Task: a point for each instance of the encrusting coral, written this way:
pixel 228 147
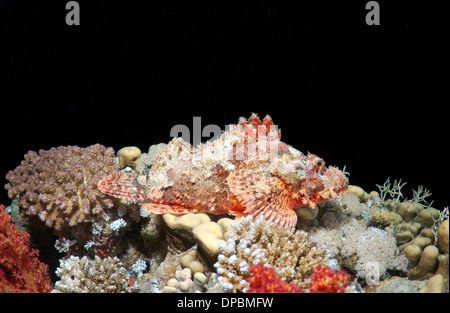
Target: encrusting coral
pixel 292 254
pixel 20 268
pixel 59 185
pixel 84 275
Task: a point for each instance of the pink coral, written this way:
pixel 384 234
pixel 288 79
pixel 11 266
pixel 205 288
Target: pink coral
pixel 264 280
pixel 60 185
pixel 20 268
pixel 325 280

Work required
Exactly as written, copy the lines from the one containing "pixel 288 79" to the end of the entries, both ends included.

Your solution
pixel 288 79
pixel 11 266
pixel 205 288
Target: pink coral
pixel 264 280
pixel 60 185
pixel 20 268
pixel 325 280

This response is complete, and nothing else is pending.